Would you repeat the entries beneath, with nothing changed?

----------

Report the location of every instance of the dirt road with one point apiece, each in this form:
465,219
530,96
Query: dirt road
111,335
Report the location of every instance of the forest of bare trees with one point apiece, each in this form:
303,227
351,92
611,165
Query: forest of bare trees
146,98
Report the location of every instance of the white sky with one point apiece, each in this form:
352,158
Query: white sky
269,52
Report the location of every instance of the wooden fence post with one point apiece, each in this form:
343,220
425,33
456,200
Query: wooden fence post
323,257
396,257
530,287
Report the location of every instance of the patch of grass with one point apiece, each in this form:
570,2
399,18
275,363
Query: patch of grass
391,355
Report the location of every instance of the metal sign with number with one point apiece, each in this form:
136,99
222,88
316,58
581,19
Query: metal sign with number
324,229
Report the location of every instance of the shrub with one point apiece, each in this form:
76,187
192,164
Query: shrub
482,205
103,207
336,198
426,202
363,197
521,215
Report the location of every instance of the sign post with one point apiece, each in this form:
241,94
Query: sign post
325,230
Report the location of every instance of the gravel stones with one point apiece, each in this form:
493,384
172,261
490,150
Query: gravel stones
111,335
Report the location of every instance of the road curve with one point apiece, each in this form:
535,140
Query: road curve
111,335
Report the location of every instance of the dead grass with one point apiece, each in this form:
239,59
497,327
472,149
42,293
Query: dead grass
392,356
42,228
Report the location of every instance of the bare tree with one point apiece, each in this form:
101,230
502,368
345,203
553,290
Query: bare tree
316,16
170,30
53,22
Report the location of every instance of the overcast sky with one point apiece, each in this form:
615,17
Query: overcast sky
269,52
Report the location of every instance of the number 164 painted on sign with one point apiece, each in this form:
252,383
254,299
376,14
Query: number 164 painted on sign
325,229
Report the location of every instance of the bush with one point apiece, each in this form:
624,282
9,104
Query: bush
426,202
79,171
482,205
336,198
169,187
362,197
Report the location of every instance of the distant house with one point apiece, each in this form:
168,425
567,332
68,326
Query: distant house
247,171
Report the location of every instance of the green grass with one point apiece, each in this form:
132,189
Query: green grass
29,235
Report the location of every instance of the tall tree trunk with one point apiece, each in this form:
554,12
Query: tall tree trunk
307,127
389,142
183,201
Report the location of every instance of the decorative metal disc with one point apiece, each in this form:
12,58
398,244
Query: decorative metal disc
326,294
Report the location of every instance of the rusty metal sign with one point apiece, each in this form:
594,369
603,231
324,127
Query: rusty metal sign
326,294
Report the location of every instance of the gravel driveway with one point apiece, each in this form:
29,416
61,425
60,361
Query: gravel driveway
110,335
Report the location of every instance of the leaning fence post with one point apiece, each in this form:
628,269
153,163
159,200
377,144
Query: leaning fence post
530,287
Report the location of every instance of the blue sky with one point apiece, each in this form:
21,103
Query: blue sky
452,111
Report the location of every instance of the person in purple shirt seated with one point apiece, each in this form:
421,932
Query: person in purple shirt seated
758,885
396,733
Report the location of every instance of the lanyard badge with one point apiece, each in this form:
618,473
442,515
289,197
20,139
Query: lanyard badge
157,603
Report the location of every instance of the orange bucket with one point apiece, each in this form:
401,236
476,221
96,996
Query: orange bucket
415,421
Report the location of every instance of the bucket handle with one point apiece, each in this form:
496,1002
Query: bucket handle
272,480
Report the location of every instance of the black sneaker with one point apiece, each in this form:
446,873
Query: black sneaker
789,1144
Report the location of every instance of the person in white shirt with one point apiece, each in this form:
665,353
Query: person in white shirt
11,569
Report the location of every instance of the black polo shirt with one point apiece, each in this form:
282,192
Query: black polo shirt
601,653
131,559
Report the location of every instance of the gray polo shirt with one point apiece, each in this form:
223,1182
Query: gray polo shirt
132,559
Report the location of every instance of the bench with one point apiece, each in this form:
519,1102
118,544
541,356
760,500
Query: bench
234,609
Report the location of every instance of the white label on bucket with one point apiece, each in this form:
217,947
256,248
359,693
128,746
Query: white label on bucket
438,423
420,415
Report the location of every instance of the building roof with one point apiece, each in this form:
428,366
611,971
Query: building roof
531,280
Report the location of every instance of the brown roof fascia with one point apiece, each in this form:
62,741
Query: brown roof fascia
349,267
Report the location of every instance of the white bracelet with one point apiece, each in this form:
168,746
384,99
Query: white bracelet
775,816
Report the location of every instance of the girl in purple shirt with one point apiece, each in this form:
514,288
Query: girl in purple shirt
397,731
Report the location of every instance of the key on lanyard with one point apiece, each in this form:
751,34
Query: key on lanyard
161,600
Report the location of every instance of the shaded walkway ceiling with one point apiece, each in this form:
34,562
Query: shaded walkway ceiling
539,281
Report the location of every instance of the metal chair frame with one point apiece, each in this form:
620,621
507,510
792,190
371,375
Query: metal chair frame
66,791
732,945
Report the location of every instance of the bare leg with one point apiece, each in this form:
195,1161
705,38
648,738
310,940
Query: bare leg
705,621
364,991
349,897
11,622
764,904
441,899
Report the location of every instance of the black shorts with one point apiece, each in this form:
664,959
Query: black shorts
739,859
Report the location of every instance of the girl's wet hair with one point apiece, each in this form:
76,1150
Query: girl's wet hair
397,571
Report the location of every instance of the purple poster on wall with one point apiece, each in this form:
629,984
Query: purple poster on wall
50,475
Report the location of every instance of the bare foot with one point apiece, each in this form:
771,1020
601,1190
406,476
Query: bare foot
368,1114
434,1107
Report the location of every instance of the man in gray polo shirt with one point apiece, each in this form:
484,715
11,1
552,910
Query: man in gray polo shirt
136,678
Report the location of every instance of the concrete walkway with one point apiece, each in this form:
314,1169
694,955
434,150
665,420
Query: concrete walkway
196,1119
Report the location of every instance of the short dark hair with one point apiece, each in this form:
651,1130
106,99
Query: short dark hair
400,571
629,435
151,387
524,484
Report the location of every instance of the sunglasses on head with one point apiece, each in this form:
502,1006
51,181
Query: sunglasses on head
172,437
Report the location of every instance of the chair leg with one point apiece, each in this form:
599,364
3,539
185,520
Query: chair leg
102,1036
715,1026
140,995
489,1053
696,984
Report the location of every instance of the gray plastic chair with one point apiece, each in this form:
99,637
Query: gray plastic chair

----------

- YOUR RESPONSE -
Report the location of every instance of the dirt road with one point apiece, each in this form:
465,219
530,96
Query: dirt road
111,335
Report the location of every instance of the forest of bare trees with one point apiece, each in this form:
303,227
351,92
611,165
Query: forest of bare trees
146,98
Report the location of every instance of the white sky with one point apiece, each in this form:
352,158
Query: white sky
269,52
Report the location of every instance of the wooden fence post with one point apiece, each in this form:
343,220
425,33
456,200
Query: wooden fence post
323,257
396,257
530,287
Report the location of every instance of the patch of grass with one point apiece, each in this form:
570,2
399,18
275,363
Query: patch of grass
391,355
Report the location of every instance of the metal sign with number with one point apiece, each in this form:
136,99
222,88
316,58
581,19
Query: metal sign with number
324,229
Report the location of every instance of the shrub with one point apiece, each in this form:
76,187
192,164
Query: shrub
482,205
103,207
336,198
426,202
363,197
521,215
Report the location of every instance of the sign post with one point apiece, each in this form:
241,94
Query: sign post
325,230
Report the location of every instance of the gravel stones with one point apiece, each in this form:
493,384
172,261
490,150
Query: gravel stones
111,335
Report the location of every instance of the road curve with one point apiece, each in this form:
535,140
Query: road curve
111,335
Report the location of every instance of the dead grass with one point apiece, each in this form:
239,59
497,327
472,149
42,293
Query: dead grass
392,356
42,228
Report the location of every instance of the bare tree with one point apiece, each in this form:
101,230
502,368
345,203
553,290
Query: bare tree
316,16
170,30
53,22
Report the location of every instance of the overcast sky with one point apiece, each in this form:
615,17
Query: overcast sky
269,52
Report the location of every instance of the number 164 painted on sign with one point apiece, each in this form:
252,383
254,299
376,14
Query: number 164 painted on sign
325,229
Report the location of every instance of the bush with one point apiece, each in this form:
624,282
9,104
Query: bush
426,202
79,171
482,205
336,198
169,187
362,197
Report the location of every instance of the distant house with one point apiece, each in this form:
168,425
567,332
68,326
Query: distant house
247,171
Report the location of every instance of the green grass with one point apiece, each in this form:
132,189
Query: green grass
29,235
Report the location of every instance of the tall tree trunk with one point apiece, each in this form:
554,12
Query: tall tree trunk
307,127
389,142
183,201
Report the location of every instance of the decorative metal disc with one point apiece, each in this form:
12,58
398,244
Query: decorative metal disc
326,294
Report the location of every instance of the rusty metal sign with one point apiece, each in this form:
594,369
603,231
324,127
Query: rusty metal sign
326,294
Report the location of every instance of the gravel driveway with one point apiece, each in this form:
29,416
61,425
60,361
Query: gravel driveway
110,335
Report the location of every instance of the leaning fence post with one point apiece, each in this form:
628,269
153,163
159,200
377,144
Query: leaning fence post
530,287
Report the location of every instance of the blue sky with one point apiece, each in this form:
21,103
Query: blue sky
452,111
Report the location of every instance of the person in purple shirt seated with one point apiece, each in this form:
421,932
Query: person in purple shirt seated
758,885
396,733
Report the location of every instance of the lanyard badge with one point apiece, each in this form:
618,473
442,515
289,197
20,139
Query: lanyard badge
157,603
Report the location of every instance of the orange bucket with one point apiece, each in this form:
401,236
476,221
96,996
Query: orange bucket
415,421
Report the location of every instance of the bucket handle with one point apiece, each in this form:
496,1002
Query: bucket handle
272,480
Report the location of every instance of the black sneaker with one point apiece, each in this form:
446,873
Query: black sneaker
789,1144
Report the location of every instance of the person in white shirt with one point apiece, each in this form:
665,353
Query: person in white shirt
11,569
Report the location of every instance of the black polo shirt with one point apiece, each in this form:
282,192
Query: black polo shirt
601,653
131,559
Report the location of every instance of the gray polo shirt with one point apiece, each in this form:
223,1182
Query: gray polo shirt
132,559
Report the location of every instance of the bench with one point apiece, each in this form:
519,1102
118,544
541,356
760,500
Query: bench
234,609
Report the location of every instance of the white label on bucket with one point apiece, each in this form:
217,947
256,248
359,693
128,746
Query: white label on bucket
438,423
420,415
Report the location of every instance of the building roof with one point apiece, each in this form:
428,366
611,971
Query: building roof
531,280
Report the location of every instance of the brown roof fascia with one point apiece, each in this form:
62,741
Query: brown roof fascia
349,267
Report the location of every instance of the white bracelet with one point apiece, each in this form:
168,746
384,99
Query: white bracelet
775,816
Report the location of every instance of the girl in purple shirt with one point apiece, each in this form:
514,288
Query: girl in purple shirt
397,731
Report the location of every instance of the key on lanyard with one point apiece, each in this form:
751,34
Query: key on lanyard
161,600
Report the location of every instance of the shaded walkway ceiling with one point apiece, each in this form:
34,562
Query: shaded walkway ceiling
539,281
Report the location of every instance of the metal chair frame with one point apiece, each in this form:
620,621
507,510
792,190
371,375
Query: metal chair frame
66,791
732,945
Report the location of every instance of the bare leg with one point apiece, each in this form:
195,1161
705,38
648,738
310,940
Query: bare leg
705,621
364,991
349,897
11,622
764,904
441,899
Report the location of every instance of the black shorts with one point apiece, each in this form:
664,959
Query: black shorts
739,859
Report the location of every instance of the girl's wet hair with one point apiece, each in this form:
76,1150
Query: girl's wet hair
397,571
Report the location of every instance of the purple poster on wall with one point apiece, each in this form:
629,984
Query: purple poster on wall
50,475
Report the location of every instance of the bare foot with one point apiece, each in this form:
771,1020
601,1190
406,476
Query: bare foot
368,1114
434,1107
Report the location of every instance of the man in gray polo shirt with one point apiece, each in this form:
484,715
11,1
552,910
Query: man in gray polo shirt
136,678
Report the location of every instance of the concrete walkway with one point apiece, each in this form:
314,1169
694,955
434,150
665,420
Query: concrete walkway
196,1119
Report the location of every instance of the short dark hair with one point apiece, each in this form:
651,1130
106,99
Query: short dark hair
400,571
629,435
151,387
524,484
Report the location of every instance of the sunglasses on head with one point apiece, each in this form:
502,1006
51,181
Query: sunglasses on head
172,437
Report the location of every instance of the chair leg with one point apiece, each in this form:
599,364
3,539
185,520
Query: chair leg
102,1036
715,1026
140,995
489,1053
696,984
Report the location of every instance of the gray plastic chair with one point apiece, each in this form:
99,637
Query: gray plastic chair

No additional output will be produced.